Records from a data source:
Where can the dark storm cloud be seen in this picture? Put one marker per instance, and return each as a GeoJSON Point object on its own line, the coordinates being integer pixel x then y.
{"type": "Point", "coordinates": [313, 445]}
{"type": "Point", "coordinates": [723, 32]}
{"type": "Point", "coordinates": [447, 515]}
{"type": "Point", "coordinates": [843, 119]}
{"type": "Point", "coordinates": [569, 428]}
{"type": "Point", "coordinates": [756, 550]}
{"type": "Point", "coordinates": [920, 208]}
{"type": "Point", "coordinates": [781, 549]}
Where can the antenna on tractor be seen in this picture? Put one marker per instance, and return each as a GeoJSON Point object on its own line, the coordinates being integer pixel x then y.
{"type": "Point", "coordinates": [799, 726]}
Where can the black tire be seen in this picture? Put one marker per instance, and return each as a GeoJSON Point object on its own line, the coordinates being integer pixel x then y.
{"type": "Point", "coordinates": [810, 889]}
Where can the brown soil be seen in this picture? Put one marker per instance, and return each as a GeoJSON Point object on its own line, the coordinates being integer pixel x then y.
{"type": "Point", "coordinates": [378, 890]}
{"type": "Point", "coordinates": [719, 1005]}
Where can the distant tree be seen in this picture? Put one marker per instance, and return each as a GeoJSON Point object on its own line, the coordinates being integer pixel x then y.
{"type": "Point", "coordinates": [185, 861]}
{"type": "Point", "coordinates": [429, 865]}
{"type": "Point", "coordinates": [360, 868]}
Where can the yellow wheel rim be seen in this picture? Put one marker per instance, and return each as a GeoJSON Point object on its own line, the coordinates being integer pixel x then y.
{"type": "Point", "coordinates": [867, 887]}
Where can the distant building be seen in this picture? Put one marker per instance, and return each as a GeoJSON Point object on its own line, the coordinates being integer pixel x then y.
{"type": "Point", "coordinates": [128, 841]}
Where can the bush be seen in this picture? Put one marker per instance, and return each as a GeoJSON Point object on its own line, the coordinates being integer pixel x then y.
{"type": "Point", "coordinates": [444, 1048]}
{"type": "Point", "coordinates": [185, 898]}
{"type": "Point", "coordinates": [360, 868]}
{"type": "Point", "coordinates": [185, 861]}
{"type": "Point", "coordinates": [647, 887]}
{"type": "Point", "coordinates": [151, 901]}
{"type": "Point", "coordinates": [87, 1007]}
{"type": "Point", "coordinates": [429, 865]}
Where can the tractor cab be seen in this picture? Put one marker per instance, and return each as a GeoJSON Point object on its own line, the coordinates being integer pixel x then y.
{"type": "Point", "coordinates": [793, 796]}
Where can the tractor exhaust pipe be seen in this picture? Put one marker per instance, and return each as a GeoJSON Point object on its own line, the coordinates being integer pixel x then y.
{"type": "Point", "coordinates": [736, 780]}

The exercise → Please reproduce the lines from the one containing "Where can the tractor exhaust" through the end of the records, inclusive, substituting "smokestack" for "exhaust pipe" and changing nothing else.

Output below →
Where can the tractor smokestack be seen in this picture? Put one marker per instance, and return each as a GeoJSON Point object on its own line, the coordinates being integer pixel x then y.
{"type": "Point", "coordinates": [736, 780]}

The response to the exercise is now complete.